TESTO:
****
Quei passi del Sudan sulla strada della democrazia, mentre, il paese africano è flaggellato dalle alluvioni






Dopo i giorni amari del massacro di Khartoum dei primi giorni di giugno 2019 sembrava che tutto fosse finito : la rivoluzione, la rivolta, il sogno del popolo sudanese che, da mesi, stavano protestando in tutto il Sudan per il cambiamento necessario sia per destituire il dittatore - padrone del Sudan (al potere da ben 30 anni) sia per creare i presupposti affinché non ci fossero più giunte militari a guidare il paese; sembrava il solito epilogo già ampiamente sperimentato in tutta l'Africa : i popoli, in nessun caso potevano aspirare alla democrazia anzi, il risultato era esattamente l'opposto. Più dittatura e stato di polizia il tutto orchestrato dalle milizie paramilitari capaci di otganizzare un massacro di civili in men che non si dica.

Ma il popolo sudanese non si è piegato, non si è lasciato intimorire e ha continuato a stare nelle strade, nelle piazze finché non fosse stato raggiunto il risultato sperato e sognato dalla rivolta popolare.

Tracciando la via maestra anche per gli altri popoli del Continente Nero.

In questo #focus Africaland Storie e Culture africane indaga tutti i passaggi e i possibili futuri scenari per il resto dell'Africa se, altri popoli saranno capaci di organizzare una rivolta forte e coesa per porre fine a dittature e governi militari.
(Bob Fabiani)


Alluvioni e distruzioni in tutto il Sudan




Da inizio luglio, in Sudan, uno dei paesi più poveri dell'Africa, è stato interessato da forti piogge e alluvioni, che finora hanno causato 62 morti e 98 feriti. Lo afferma l'agenzia di stampa statale SUNA.

Le alluvioni hanno coinvolto in tutto 200mila persone, lo rende noto la @BbcNews - citando una stima ONU - e più di 37mila case sono state danneggiate o distrutte dall'acqua.

La zona più colpita è stata la regione meridionale del Nilo Bianco, al confine col SudSudan. La stagione delle piogge dovrebbe continuare fino a ottobre, scrive ancora la @Bbc.


I passi del Sudan sulla strada della democrazia


La transizione verso il potere civile in Sudan si è messa in moto il 10 agosto 2019, quando i militari e i leader della protesta hanno annunciato la composizione del consiglio sovrano. La creazione del consiglio è prevista dall'accordo di transizione firmato dalle parti il 17 agosto, che in tre anni dovrebbe portare il paese a un governo civile.






Così il Sudan dovrebbe voltare pagina dopo trent'anni di regime del presidente Omar al Bashir, deposto l'11 aprile 2019 e comparso il 19 agosto in un tribunale di Khartoum per rispondere alle accuse di corruzione.
****
Righe tratte da una raccolta di dati:
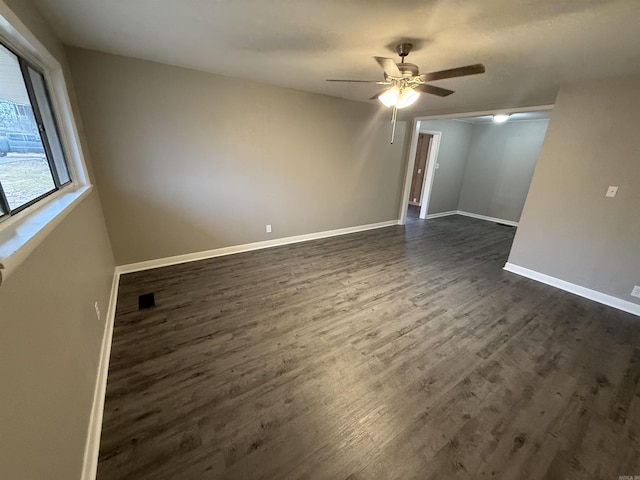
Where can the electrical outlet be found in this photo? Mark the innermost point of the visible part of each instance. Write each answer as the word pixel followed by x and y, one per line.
pixel 611 191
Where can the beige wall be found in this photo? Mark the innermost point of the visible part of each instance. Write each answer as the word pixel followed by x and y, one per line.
pixel 188 161
pixel 50 342
pixel 569 229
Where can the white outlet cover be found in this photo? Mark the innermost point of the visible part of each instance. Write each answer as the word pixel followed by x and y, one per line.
pixel 611 191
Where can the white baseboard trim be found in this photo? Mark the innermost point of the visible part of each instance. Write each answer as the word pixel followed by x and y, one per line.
pixel 441 214
pixel 594 295
pixel 489 219
pixel 92 447
pixel 247 247
pixel 473 215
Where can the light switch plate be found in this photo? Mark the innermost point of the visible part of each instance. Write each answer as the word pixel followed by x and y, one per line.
pixel 611 191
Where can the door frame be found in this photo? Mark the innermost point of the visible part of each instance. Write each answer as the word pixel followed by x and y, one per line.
pixel 413 146
pixel 429 171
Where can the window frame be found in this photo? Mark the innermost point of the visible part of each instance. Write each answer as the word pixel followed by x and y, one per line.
pixel 24 64
pixel 22 232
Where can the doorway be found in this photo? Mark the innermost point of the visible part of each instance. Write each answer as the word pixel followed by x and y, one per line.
pixel 417 180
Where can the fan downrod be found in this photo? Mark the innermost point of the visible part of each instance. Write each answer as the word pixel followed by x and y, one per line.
pixel 403 49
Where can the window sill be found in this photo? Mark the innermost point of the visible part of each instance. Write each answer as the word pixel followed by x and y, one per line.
pixel 20 235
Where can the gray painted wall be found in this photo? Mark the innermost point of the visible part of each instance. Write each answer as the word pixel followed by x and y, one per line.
pixel 50 342
pixel 452 158
pixel 569 229
pixel 188 161
pixel 502 158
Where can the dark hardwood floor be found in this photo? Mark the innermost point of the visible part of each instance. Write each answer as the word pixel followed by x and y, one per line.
pixel 398 353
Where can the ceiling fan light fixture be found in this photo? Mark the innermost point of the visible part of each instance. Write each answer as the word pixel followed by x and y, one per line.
pixel 390 97
pixel 407 97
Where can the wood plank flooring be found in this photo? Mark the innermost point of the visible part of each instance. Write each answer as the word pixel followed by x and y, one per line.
pixel 398 353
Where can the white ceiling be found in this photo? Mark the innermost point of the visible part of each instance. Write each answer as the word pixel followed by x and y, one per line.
pixel 529 47
pixel 513 117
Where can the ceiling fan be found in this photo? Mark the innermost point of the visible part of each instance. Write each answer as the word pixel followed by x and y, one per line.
pixel 403 82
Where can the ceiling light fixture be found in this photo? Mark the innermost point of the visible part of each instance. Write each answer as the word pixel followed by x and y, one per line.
pixel 399 98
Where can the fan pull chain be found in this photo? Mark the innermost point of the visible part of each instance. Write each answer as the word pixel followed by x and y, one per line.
pixel 394 115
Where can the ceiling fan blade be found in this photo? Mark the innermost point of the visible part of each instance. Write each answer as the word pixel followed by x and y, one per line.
pixel 354 81
pixel 389 66
pixel 453 72
pixel 441 92
pixel 379 93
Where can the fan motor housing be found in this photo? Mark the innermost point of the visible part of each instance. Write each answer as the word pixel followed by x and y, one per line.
pixel 408 69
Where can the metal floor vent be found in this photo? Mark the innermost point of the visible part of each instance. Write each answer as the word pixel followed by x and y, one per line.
pixel 147 300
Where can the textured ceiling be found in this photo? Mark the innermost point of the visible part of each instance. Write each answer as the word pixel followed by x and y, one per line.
pixel 529 47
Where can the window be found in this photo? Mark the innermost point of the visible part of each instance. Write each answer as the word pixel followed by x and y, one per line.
pixel 32 161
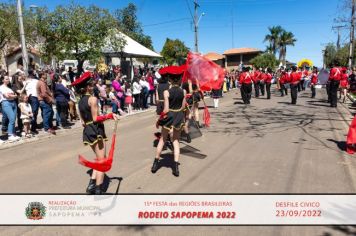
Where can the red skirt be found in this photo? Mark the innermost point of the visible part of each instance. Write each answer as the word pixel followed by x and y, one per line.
pixel 128 100
pixel 343 83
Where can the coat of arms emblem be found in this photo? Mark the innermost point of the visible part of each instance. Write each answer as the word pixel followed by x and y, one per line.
pixel 35 211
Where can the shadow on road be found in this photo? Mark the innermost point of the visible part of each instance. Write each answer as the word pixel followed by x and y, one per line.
pixel 340 144
pixel 167 161
pixel 192 152
pixel 107 181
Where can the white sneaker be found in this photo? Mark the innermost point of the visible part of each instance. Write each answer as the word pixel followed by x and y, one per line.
pixel 13 138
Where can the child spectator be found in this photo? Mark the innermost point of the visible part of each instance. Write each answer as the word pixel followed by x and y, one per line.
pixel 114 101
pixel 128 97
pixel 26 114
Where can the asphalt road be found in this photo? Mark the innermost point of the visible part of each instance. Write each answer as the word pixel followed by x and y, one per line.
pixel 267 147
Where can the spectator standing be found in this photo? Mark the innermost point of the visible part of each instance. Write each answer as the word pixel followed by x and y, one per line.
pixel 72 105
pixel 17 87
pixel 136 92
pixel 62 97
pixel 30 87
pixel 119 90
pixel 128 97
pixel 4 120
pixel 352 80
pixel 144 92
pixel 102 95
pixel 114 101
pixel 71 74
pixel 46 100
pixel 151 92
pixel 26 114
pixel 9 107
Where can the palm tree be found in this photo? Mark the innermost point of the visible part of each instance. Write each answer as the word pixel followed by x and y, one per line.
pixel 269 49
pixel 286 39
pixel 273 38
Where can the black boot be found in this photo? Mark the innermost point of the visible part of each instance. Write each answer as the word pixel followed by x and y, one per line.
pixel 189 139
pixel 91 186
pixel 176 169
pixel 155 166
pixel 98 190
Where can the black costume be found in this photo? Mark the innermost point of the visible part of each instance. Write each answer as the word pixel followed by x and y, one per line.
pixel 160 103
pixel 93 131
pixel 175 117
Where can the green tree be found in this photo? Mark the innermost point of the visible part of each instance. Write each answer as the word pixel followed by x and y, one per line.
pixel 129 24
pixel 273 38
pixel 333 56
pixel 77 32
pixel 285 39
pixel 265 60
pixel 174 51
pixel 329 54
pixel 8 24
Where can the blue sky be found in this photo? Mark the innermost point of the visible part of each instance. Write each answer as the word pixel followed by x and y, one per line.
pixel 309 20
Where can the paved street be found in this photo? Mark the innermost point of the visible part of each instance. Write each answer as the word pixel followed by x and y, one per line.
pixel 268 147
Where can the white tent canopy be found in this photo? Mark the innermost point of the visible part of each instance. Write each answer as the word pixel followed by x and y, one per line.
pixel 132 49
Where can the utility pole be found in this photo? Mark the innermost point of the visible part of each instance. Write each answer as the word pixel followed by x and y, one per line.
pixel 22 36
pixel 196 5
pixel 338 29
pixel 232 27
pixel 352 34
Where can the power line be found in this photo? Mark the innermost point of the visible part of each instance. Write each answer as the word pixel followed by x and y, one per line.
pixel 167 22
pixel 190 10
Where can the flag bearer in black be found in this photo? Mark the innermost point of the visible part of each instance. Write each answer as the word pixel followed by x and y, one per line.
pixel 173 116
pixel 334 82
pixel 246 85
pixel 294 80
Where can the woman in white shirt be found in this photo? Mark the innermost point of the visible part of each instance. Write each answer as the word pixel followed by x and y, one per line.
pixel 9 107
pixel 136 92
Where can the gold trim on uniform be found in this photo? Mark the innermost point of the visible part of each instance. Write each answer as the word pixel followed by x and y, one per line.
pixel 99 137
pixel 169 128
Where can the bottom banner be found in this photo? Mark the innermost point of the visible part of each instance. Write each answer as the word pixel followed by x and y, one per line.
pixel 178 210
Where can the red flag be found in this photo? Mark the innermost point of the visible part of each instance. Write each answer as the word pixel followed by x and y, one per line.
pixel 102 165
pixel 351 138
pixel 201 70
pixel 206 116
****
OPERAZIONI DA ESEGUIRE:
**A)** Rispondi a queste domande sul testo:
(i) Quante case sono state danneggiate o distrutte dall'acqua?
(ii) In quale data è stato deposto Omar al Bashir?
(iii) Quale zona è stata la più colpita dalle alluvioni?
**B)** Filtra le righe e riporta ciascuna di quelle che contengono la stringa "road".

RISPOSTE ATTESE:
**A)**
(i) Più di 37mila.
(ii) L'11 aprile 2019.
(iii) La regione meridionale del Nilo Bianco.

**B)**
Where can the shadow on road be found in this photo? Mark the innermost point of the visible part of each instance. Write each answer as the word pixel followed by x and y, one per line.
Where can the asphalt road be found in this photo? Mark the innermost point of the visible part of each instance. Write each answer as the word pixel followed by x and y, one per line.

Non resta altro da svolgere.